## START Extract
In a session at last week’s Open Compute Summit, Magarelli discussed the outcome of this process, outlining two new design concepts that Facebook is considering for its future facilities. One design involves a modular approach to construction, shipping large pre-fabricated “building blocks” that can be rapidly put together, much like Legos, to create a building. The second design focuses on the use of IKEA-style kits filled with lightweight parts that can be assembled on-site to create rows of racks and ducting inside a data hall.
Both approaches would totally revamp the way Facebook cools its servers. The company currently employs a “penthouse” cooling system which uses the upper floor of the building as a large cooling plenum with multiple chambers for cooling, filtering and directing the fresh air used to cool the data center.
The new designs shift the cooling chambers to the perimeters of a single-story facility, dramatically shrinking the amount of real estate required for cooling.
“This opens up the possibility of removing structure,” said Magarelli. “Can we take away the penthouse?”
## END Extract
> Exercise set
**1.** In the passage on Facebook's data center designs, where do the new designs move the cooling chambers?
**2.** Continue the passage on Facebook's data center designs from where it stops.
## START Extracted material
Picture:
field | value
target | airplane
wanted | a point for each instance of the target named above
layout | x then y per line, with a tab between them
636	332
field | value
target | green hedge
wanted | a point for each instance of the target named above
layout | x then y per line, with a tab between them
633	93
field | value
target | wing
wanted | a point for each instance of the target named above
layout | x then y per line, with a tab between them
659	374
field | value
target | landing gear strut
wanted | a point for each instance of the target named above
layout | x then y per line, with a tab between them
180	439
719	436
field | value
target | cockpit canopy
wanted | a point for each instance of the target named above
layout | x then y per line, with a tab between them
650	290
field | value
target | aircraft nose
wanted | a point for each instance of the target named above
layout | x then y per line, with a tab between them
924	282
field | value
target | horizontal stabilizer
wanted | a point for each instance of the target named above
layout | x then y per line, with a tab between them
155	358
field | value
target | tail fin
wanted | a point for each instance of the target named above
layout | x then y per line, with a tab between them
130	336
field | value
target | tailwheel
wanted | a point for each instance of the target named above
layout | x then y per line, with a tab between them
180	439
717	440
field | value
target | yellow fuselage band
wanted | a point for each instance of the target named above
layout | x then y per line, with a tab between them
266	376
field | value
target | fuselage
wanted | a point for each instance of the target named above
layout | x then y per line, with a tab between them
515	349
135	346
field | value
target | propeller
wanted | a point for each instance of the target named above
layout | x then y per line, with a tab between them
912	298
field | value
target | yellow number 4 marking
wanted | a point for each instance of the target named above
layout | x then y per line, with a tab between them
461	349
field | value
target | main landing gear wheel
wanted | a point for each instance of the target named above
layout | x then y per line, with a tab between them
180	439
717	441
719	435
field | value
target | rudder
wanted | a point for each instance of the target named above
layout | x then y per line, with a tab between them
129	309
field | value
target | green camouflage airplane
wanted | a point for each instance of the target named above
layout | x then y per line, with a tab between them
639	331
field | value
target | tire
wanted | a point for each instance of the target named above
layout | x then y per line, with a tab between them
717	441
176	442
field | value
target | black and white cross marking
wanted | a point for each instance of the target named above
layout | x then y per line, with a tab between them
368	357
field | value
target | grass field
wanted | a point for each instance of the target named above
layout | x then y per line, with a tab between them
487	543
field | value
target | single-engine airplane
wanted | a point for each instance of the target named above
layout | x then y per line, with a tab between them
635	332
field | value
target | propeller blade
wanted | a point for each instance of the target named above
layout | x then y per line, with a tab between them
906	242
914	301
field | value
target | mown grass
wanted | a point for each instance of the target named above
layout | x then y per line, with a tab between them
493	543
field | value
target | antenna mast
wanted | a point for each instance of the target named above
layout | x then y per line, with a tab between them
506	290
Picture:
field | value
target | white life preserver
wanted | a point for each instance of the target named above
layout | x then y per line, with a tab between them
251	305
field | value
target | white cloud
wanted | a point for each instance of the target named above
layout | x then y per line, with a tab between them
## END Extracted material
> Expected results
**1.** They move the cooling chambers to the perimeters of a single-story facility.

**2.**
Let’s take a closer look at both design concepts:
Vendor One: Chassis Approach
The first approach looked at new ways to package the infrastructure for Facebook’s data centers, seeking to transport components in large building blocks that could be assembled on-site. This concept has been widely used with modular data centers, which use factory-built “skids” of power and cooling equipment to supply the back-end infrastructure, and containerized data halls to house servers.
Facebook prefers a data hall to modules, so it sought ways to containerize elements of its server area. Working with a vendor, it first examined whether it could fully package its containment systems and overhead ductwork.